### The exercise
Write out the material below as a numbered list, from its start through the line holding "698 475 L 639", both ends included. Skip blank lines and leave out the pictures.

### Records to process
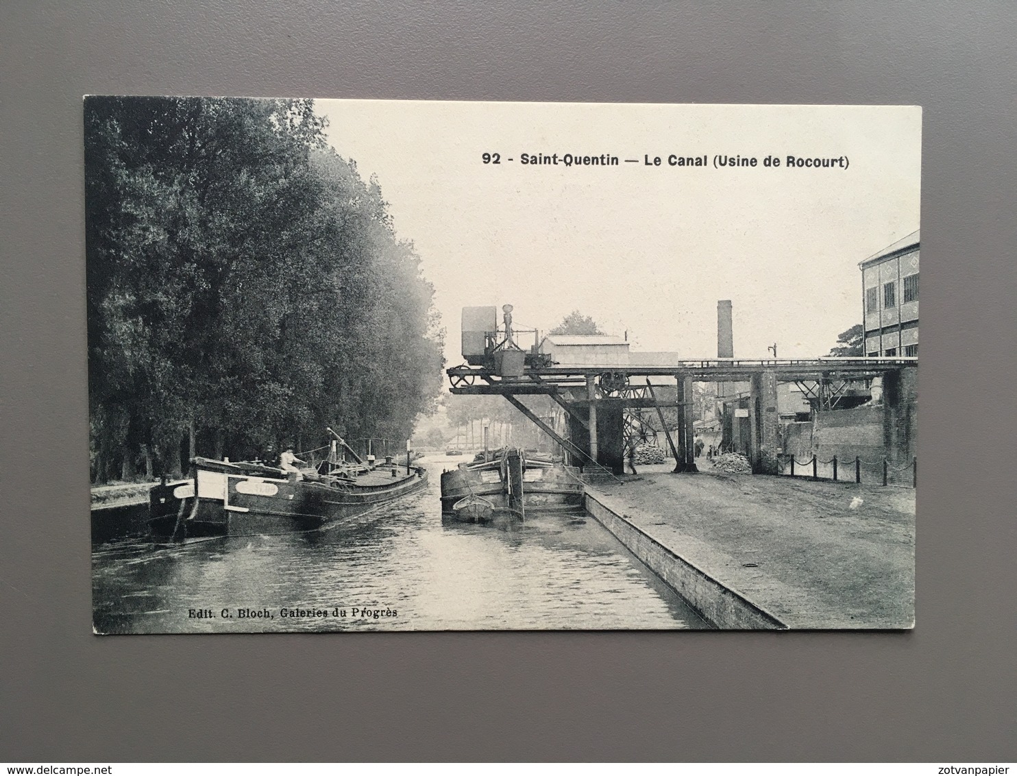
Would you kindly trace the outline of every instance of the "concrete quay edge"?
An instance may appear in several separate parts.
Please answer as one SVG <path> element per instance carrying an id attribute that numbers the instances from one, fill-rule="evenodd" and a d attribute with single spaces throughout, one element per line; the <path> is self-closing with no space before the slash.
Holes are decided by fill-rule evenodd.
<path id="1" fill-rule="evenodd" d="M 777 616 L 633 524 L 612 500 L 586 488 L 586 511 L 708 622 L 722 630 L 788 630 Z"/>

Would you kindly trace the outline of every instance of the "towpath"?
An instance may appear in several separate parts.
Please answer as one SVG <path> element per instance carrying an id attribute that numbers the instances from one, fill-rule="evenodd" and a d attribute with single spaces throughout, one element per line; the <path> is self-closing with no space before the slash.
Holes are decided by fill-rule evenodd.
<path id="1" fill-rule="evenodd" d="M 698 475 L 639 467 L 590 494 L 791 629 L 913 625 L 913 489 L 697 463 Z"/>

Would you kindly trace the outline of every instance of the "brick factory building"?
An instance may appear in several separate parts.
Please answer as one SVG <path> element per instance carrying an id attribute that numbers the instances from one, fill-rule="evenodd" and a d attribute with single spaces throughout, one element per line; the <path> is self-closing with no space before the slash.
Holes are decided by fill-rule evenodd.
<path id="1" fill-rule="evenodd" d="M 918 355 L 918 232 L 860 261 L 864 355 Z"/>

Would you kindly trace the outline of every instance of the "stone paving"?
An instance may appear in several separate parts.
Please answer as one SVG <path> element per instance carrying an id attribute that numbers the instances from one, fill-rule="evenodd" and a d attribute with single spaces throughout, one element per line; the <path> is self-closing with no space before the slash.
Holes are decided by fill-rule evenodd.
<path id="1" fill-rule="evenodd" d="M 913 489 L 697 464 L 700 474 L 641 467 L 591 490 L 791 629 L 913 626 Z"/>

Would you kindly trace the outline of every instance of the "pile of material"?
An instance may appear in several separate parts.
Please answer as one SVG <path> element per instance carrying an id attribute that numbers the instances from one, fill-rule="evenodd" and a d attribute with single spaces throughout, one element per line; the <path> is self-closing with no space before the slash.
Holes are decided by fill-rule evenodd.
<path id="1" fill-rule="evenodd" d="M 666 464 L 667 454 L 656 444 L 640 444 L 636 447 L 636 465 Z"/>
<path id="2" fill-rule="evenodd" d="M 716 469 L 720 469 L 722 472 L 730 472 L 731 474 L 753 473 L 752 464 L 740 453 L 725 453 L 722 456 L 715 456 L 713 465 Z"/>

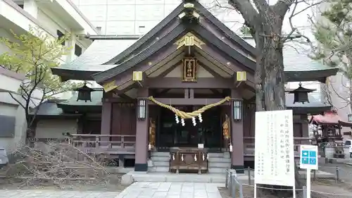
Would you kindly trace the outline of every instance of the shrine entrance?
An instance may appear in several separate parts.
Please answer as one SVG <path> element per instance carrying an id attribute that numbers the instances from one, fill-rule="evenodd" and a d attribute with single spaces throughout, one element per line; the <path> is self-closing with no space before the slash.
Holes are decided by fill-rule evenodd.
<path id="1" fill-rule="evenodd" d="M 191 119 L 177 123 L 175 113 L 163 107 L 159 108 L 156 122 L 156 147 L 158 151 L 168 151 L 172 147 L 197 148 L 203 144 L 204 148 L 220 151 L 222 144 L 221 107 L 217 106 L 202 113 L 203 121 L 196 118 L 194 125 Z M 198 109 L 195 106 L 175 106 L 185 112 Z"/>

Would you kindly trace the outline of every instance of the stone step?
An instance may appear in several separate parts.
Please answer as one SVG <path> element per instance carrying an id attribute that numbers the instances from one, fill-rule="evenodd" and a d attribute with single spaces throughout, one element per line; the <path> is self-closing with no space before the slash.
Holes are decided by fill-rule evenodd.
<path id="1" fill-rule="evenodd" d="M 136 182 L 215 182 L 225 183 L 226 175 L 224 173 L 147 173 L 130 172 L 133 180 Z M 248 177 L 244 174 L 237 174 L 241 182 L 248 180 Z"/>
<path id="2" fill-rule="evenodd" d="M 208 158 L 213 157 L 221 157 L 221 158 L 230 158 L 230 154 L 228 152 L 225 153 L 208 153 Z"/>
<path id="3" fill-rule="evenodd" d="M 208 162 L 208 166 L 209 168 L 230 168 L 231 163 L 221 163 L 221 162 Z"/>
<path id="4" fill-rule="evenodd" d="M 168 173 L 169 167 L 165 166 L 153 166 L 148 167 L 148 172 L 151 173 Z"/>
<path id="5" fill-rule="evenodd" d="M 208 159 L 209 162 L 222 162 L 222 163 L 231 163 L 230 158 L 222 158 L 222 157 L 209 157 Z"/>
<path id="6" fill-rule="evenodd" d="M 169 152 L 151 152 L 151 156 L 170 156 L 170 153 Z"/>
<path id="7" fill-rule="evenodd" d="M 208 171 L 209 173 L 226 173 L 226 169 L 227 168 L 208 168 Z"/>
<path id="8" fill-rule="evenodd" d="M 152 156 L 151 157 L 151 161 L 170 161 L 170 157 L 169 156 Z"/>

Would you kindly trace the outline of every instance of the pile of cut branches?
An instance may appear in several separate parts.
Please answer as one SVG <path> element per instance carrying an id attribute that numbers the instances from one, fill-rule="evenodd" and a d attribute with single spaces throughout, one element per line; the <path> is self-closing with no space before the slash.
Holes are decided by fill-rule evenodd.
<path id="1" fill-rule="evenodd" d="M 14 162 L 1 171 L 2 177 L 20 180 L 23 186 L 107 182 L 105 154 L 87 154 L 66 142 L 37 143 L 17 149 Z"/>

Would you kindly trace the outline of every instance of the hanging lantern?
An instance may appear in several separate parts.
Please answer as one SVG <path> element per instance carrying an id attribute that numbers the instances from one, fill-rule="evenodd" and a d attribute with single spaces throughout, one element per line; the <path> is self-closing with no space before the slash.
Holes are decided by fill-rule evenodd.
<path id="1" fill-rule="evenodd" d="M 242 119 L 242 100 L 232 100 L 232 118 L 234 121 L 240 121 Z"/>
<path id="2" fill-rule="evenodd" d="M 308 94 L 310 92 L 313 92 L 314 90 L 303 87 L 302 83 L 301 82 L 298 84 L 298 88 L 289 92 L 290 94 L 294 94 L 294 104 L 295 104 L 296 102 L 301 102 L 302 104 L 304 104 L 305 102 L 309 103 Z"/>
<path id="3" fill-rule="evenodd" d="M 138 99 L 137 101 L 137 118 L 140 120 L 144 120 L 146 117 L 146 106 L 147 106 L 146 99 Z"/>
<path id="4" fill-rule="evenodd" d="M 92 101 L 91 92 L 94 92 L 95 90 L 94 89 L 88 87 L 87 86 L 87 82 L 84 82 L 84 85 L 82 87 L 75 89 L 75 91 L 78 92 L 77 101 L 84 100 L 85 102 L 87 102 L 87 101 Z"/>

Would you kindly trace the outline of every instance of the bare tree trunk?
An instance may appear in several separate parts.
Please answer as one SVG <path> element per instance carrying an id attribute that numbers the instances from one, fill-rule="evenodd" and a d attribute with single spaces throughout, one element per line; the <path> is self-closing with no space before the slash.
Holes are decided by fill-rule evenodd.
<path id="1" fill-rule="evenodd" d="M 281 25 L 272 24 L 267 30 L 256 32 L 257 56 L 256 71 L 256 104 L 257 111 L 284 110 L 285 105 L 284 60 L 282 56 Z M 257 28 L 258 30 L 258 28 Z M 296 189 L 302 188 L 298 168 L 295 166 L 295 183 Z M 275 191 L 278 196 L 287 196 L 287 192 Z M 301 197 L 299 191 L 297 197 Z"/>

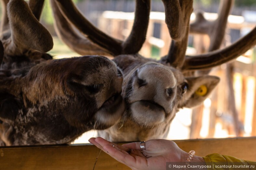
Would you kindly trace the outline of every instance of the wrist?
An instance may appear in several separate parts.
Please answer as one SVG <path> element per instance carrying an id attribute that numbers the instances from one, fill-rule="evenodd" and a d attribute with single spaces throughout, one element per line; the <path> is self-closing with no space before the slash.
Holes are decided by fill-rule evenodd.
<path id="1" fill-rule="evenodd" d="M 196 155 L 194 155 L 190 162 L 205 162 L 205 161 L 204 161 L 204 160 L 202 157 Z"/>

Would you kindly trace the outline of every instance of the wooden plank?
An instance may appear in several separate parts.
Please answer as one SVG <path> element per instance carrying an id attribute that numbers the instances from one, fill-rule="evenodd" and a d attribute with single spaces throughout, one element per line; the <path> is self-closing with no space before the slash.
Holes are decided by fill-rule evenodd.
<path id="1" fill-rule="evenodd" d="M 191 125 L 190 126 L 190 139 L 200 138 L 203 108 L 203 104 L 202 104 L 193 109 Z"/>
<path id="2" fill-rule="evenodd" d="M 175 142 L 183 150 L 193 150 L 199 156 L 217 153 L 256 161 L 256 137 Z M 90 144 L 0 147 L 3 170 L 92 170 L 97 158 L 94 169 L 130 169 Z"/>

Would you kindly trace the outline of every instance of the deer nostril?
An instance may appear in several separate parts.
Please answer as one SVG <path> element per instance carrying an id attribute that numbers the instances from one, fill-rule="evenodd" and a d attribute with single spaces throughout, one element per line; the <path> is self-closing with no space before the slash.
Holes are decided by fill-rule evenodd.
<path id="1" fill-rule="evenodd" d="M 137 82 L 138 83 L 138 85 L 139 85 L 139 88 L 142 87 L 142 86 L 144 86 L 147 85 L 147 84 L 148 84 L 147 83 L 147 82 L 146 82 L 146 80 L 143 80 L 139 78 L 138 78 Z"/>
<path id="2" fill-rule="evenodd" d="M 171 88 L 168 88 L 166 89 L 166 94 L 168 96 L 170 96 L 173 93 L 173 90 Z"/>

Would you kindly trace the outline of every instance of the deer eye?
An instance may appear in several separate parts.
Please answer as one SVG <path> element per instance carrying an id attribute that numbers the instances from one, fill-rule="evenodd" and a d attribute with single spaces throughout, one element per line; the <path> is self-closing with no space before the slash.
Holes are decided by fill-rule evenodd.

### Answer to the exercise
1. Would you kindly trace the outline of every instance of the "concrete quay edge"?
2. An instance may appear in several separate parts.
3. Please answer as one SVG <path> element per instance carrying an id attribute that numbers the instances from one, fill-rule="evenodd" and a d attribute with single spaces throughout, one element per line; the <path> is self-closing with no space before the slash.
4. Holes are decided by fill-rule evenodd.
5. <path id="1" fill-rule="evenodd" d="M 777 616 L 633 524 L 612 500 L 586 488 L 586 511 L 708 622 L 722 630 L 788 630 Z"/>
6. Would you kindly trace the outline of every instance of the "towpath"?
7. An instance may appear in several separate parts.
8. Please answer as one SVG <path> element per instance carrying an id attribute that numbers the instances from one, fill-rule="evenodd" and a d attribute with single spaces throughout, one element per line; the <path> is self-closing with no space before the slash.
9. Holes are decided by fill-rule evenodd.
10. <path id="1" fill-rule="evenodd" d="M 698 475 L 639 467 L 590 494 L 791 629 L 913 625 L 913 489 L 697 463 Z"/>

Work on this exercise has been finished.